|
More Data Integrity Issue: Docs out of Order
Hi, One work around that seemed to resolve the issue was to: ****ADD To SegmentMerger just before "docs out of order" check. Atleast putting a check would not corrupt the segments and would Created an attachment (id=15405)
Analysis of corrupted segments and suggestions. Arvind, thanks for following up on this issue. From your report I can see that
the index really ends up containing invalid data, but I've never even seen this happen myself. Could you please put together sample code that gets the index in this state? I've never seen this... can anyone reproduce with Lucene 1.9?
CCing this to Arvind's email... 2 years later, I still haven't seen this error.
First I think that Lucene is great and it manages to do an incredible job. However, this issue is also causing us significant problems. We originally had an AOP interceptor that would update documents in our HTTP threads however when we started to see this issue we were concerned that it was caused by multiple threads accessing the index at the same time. We put extra concurrency controls on the updates using the LuceneIndexAccess API that was posted into bugzilla by another user. This issue still remained after we added the extra concurrency control.

* _SHORT TASK A_:
In the thread about the "docs out of order" issue, which API supplied the extra concurrency controls added to the updates?
* _SHORT TASK B_:
Reproduce the passage of the "docs out of order" thread between "Analysis of corrupted" and "seen this error.", inclusive.

* _STORED ROWS_:
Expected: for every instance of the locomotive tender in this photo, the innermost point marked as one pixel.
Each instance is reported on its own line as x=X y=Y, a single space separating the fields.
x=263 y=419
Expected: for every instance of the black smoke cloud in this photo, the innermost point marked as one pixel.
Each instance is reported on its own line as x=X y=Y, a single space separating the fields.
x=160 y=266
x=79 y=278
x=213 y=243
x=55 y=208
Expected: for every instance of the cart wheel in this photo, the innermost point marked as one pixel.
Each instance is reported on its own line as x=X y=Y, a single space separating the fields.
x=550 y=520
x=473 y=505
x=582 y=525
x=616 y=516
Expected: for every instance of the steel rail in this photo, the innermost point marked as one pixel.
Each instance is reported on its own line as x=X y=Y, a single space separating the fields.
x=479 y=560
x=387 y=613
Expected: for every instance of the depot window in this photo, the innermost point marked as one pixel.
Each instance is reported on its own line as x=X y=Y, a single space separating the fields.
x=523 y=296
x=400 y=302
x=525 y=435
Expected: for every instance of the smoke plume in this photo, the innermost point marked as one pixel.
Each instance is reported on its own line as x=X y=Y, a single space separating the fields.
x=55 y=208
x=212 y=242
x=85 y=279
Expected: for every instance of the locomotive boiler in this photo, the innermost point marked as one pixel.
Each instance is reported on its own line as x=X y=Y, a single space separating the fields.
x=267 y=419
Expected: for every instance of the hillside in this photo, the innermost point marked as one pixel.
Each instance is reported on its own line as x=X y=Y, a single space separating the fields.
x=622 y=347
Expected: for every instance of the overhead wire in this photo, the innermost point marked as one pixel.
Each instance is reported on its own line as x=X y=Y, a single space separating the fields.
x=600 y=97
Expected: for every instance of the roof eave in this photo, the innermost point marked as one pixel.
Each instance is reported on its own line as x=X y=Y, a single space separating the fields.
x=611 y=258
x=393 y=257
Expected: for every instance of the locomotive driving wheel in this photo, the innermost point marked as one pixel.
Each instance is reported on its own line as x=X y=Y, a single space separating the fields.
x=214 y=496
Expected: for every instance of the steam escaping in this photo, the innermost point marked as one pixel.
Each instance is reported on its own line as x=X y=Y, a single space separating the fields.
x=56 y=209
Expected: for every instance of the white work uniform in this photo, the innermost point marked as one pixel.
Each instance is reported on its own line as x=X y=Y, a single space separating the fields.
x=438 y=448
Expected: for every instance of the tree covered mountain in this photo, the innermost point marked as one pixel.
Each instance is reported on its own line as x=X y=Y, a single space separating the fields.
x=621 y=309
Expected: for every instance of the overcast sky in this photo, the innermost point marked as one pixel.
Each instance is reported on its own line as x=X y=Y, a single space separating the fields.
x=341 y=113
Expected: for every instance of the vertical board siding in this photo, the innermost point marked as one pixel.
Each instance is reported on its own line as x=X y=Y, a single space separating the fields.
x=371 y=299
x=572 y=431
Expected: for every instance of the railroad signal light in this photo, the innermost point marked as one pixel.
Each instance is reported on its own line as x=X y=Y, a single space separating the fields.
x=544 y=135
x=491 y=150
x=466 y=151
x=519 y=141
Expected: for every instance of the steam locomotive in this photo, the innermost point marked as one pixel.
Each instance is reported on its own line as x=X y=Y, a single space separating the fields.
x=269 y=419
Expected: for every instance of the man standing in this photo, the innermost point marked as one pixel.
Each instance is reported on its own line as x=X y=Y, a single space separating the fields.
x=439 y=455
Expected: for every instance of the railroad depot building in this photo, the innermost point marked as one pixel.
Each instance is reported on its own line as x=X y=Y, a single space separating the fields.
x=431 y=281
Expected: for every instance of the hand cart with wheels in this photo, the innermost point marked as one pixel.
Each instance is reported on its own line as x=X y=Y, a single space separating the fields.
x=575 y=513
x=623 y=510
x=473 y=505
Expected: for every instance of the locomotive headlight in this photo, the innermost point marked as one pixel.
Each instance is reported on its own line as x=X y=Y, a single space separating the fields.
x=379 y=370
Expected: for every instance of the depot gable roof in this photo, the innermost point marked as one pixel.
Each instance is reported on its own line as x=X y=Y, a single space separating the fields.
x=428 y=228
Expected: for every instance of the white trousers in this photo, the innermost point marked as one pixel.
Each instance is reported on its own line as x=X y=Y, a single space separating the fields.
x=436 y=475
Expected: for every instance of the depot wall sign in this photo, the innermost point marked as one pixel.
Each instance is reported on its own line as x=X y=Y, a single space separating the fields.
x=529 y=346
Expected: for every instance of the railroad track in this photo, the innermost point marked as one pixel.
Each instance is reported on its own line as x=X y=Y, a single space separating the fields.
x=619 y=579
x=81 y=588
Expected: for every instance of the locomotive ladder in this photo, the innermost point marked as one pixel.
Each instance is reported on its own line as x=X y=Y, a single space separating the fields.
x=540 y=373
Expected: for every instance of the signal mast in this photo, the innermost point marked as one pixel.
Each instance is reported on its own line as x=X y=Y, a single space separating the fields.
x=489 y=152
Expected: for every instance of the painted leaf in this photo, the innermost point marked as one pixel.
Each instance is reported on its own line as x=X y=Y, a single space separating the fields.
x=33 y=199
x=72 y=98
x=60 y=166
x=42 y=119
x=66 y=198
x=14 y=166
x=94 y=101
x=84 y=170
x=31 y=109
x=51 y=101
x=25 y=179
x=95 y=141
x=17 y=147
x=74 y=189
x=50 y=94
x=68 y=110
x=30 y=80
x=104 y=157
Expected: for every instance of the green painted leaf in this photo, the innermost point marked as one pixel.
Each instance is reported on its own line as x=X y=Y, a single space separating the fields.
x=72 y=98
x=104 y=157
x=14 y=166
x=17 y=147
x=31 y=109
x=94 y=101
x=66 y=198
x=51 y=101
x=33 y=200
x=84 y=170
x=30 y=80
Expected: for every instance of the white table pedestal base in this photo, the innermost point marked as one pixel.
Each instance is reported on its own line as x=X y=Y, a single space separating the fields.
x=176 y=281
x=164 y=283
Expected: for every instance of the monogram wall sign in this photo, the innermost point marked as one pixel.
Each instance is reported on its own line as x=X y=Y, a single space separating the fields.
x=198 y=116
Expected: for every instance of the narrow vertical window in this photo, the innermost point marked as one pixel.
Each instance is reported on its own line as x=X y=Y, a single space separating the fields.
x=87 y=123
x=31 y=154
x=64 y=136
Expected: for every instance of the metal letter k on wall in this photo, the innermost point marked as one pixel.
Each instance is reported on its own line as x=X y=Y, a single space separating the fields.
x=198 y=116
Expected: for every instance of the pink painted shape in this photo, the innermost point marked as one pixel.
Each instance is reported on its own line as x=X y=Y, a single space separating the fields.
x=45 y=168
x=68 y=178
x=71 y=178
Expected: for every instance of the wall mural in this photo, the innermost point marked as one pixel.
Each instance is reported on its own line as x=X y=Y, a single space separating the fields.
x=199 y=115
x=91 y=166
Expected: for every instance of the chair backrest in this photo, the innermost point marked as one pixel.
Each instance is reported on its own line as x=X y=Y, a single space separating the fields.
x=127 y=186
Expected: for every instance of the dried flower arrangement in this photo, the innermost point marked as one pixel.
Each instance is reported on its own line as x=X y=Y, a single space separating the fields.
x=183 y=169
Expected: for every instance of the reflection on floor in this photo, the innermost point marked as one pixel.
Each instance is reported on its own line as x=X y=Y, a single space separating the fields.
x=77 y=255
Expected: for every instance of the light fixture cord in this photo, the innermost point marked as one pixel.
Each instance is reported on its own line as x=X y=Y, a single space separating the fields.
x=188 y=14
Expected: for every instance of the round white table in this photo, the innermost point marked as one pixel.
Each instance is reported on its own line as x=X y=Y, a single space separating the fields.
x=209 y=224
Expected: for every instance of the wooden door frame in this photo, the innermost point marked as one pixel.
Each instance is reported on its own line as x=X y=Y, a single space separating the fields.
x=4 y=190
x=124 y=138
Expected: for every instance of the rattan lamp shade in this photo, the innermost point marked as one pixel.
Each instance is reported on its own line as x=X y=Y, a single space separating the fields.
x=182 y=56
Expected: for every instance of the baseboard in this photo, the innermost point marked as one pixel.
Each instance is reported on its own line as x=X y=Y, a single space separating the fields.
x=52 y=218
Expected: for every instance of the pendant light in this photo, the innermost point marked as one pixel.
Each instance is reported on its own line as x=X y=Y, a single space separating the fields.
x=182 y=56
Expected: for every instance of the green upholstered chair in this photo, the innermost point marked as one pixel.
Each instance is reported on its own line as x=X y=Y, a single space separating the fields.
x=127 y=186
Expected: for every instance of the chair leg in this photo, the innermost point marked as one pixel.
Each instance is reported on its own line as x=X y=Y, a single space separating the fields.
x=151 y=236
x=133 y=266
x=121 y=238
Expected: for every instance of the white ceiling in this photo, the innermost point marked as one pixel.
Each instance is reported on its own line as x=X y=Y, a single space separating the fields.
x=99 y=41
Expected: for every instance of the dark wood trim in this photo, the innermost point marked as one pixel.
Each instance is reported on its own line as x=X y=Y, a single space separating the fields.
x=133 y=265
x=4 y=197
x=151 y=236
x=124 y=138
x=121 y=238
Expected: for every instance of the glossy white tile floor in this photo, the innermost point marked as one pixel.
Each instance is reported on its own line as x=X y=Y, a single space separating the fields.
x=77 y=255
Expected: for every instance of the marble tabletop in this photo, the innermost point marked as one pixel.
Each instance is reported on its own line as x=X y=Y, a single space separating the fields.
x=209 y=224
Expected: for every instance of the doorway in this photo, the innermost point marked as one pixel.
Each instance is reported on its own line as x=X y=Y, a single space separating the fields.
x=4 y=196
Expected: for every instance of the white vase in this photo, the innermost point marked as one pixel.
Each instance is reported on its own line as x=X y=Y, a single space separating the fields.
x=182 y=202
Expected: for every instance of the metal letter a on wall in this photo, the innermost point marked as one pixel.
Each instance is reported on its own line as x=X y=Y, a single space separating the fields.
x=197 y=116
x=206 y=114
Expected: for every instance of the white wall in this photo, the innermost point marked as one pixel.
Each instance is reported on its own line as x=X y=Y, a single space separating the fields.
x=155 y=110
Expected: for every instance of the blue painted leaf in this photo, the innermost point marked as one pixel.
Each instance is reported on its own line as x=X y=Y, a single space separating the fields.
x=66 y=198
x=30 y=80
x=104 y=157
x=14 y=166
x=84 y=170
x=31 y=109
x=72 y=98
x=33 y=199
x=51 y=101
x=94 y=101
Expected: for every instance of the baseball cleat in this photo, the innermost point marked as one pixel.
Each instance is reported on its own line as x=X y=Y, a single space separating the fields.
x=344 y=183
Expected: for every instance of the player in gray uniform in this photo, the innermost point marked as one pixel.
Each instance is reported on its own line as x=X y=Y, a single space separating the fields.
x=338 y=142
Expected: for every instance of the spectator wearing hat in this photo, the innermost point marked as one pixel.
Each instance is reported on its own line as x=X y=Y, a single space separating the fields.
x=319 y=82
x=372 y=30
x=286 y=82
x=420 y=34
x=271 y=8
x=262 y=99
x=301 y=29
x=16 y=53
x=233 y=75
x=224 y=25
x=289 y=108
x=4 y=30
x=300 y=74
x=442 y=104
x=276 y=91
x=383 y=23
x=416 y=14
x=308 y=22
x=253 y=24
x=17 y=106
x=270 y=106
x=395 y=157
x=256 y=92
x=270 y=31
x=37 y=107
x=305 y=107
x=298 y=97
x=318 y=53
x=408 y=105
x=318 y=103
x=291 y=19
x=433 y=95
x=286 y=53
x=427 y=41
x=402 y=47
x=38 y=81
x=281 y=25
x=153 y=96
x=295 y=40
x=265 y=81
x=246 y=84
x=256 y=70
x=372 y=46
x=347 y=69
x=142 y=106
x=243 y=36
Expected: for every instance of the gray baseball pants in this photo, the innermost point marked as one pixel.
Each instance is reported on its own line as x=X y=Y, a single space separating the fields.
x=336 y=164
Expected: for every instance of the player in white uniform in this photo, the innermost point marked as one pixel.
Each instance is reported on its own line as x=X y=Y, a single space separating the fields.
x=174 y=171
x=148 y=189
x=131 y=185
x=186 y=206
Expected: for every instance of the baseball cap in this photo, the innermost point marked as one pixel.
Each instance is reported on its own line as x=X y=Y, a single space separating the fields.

* _CORRECT RESPONSE A_:
The LuceneIndexAccess API.

* _CORRECT RESPONSE B_:
Analysis of corrupted segments and suggestions. Arvind, thanks for following up on this issue. From your report I can see that
the index really ends up containing invalid data, but I've never even seen this happen myself. Could you please put together sample code that gets the index in this state? I've never seen this... can anyone reproduce with Lucene 1.9?
CCing this to Arvind's email... 2 years later, I still haven't seen this error.